#### Textauszug:
::::::

Aus dem Alter wo ich vorne bedruckte T Shirts anhatte bin ich schon raus ....da passt dann der Nick Name hin


----------



## Mega Rage (16. Oktober 2010)

Ich bin ja eher für Vorne, das sieht aufm Gruppenfoto einfach besser aus


----------



## der8auer (17. November 2010)

Also die Umfrage war nun lange genug offen. Damit steht das Ergebnis fest und die Shirts werden hinten bedruckt.


----------



## True Monkey (17. November 2010)

....

Also her damit


----------



## Vaykir (17. November 2010)

wann und wo sind die kaufbar?
wär doch geil, wenn man schon welche am 11/12.12 bei der bench session anhätte XD


----------



## der8auer (17. November 2010)

Hwbot: Gratis-T-Shirts für Übertakter von Caseking - hwbot 

Genauen Liefertermin kann ich dir leider noch nicht sagen.

::::::

#### Gesammelte Daten:
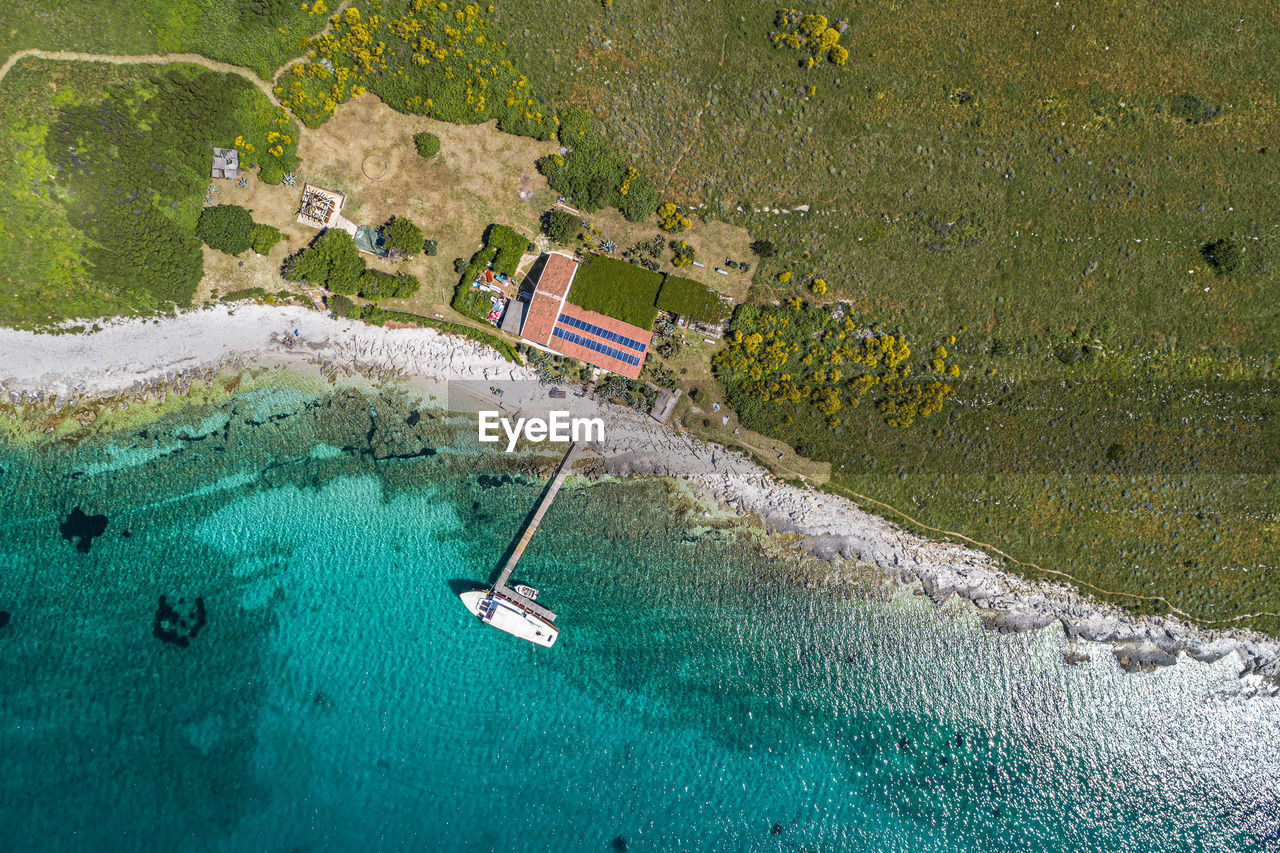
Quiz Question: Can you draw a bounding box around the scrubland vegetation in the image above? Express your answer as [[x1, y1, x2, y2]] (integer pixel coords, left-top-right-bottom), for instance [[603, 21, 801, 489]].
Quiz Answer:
[[275, 0, 556, 139], [0, 0, 335, 79], [0, 60, 297, 325]]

::::::

#### Aufgaben zur Übung:
[1] Erkläre anhand des Forenauszugs über die T-Shirts in ein bis drei Sätzen, warum Mega Rage einen Aufdruck vorne bevorzugt.
[2] Führe den Forenauszug über die T-Shirts im Anschluss an den letzten Beitrag fort.

#### Lösungen:
[1] Mega Rage ist eher für einen Aufdruck vorne, weil das auf dem Gruppenfoto einfach besser aussieht.

[2]
----------



## Vaykir (17. November 2010)

dann verlier mal meine PN nicht XD


----------



## der8auer (17. November 2010)

Alles notiert  Keine Sorge!


----------



## CPU-GPU (17. November 2010)

is da denn vorne der Nick name der entsprechenden person drauf oder wie??


----------



## der8auer (17. November 2010)

Nein. Nur hinten das Logo wie in der News zu sehen.


----------



## Vaykir (18. November 2010)

dein nick musste wohl selber drauf drucken.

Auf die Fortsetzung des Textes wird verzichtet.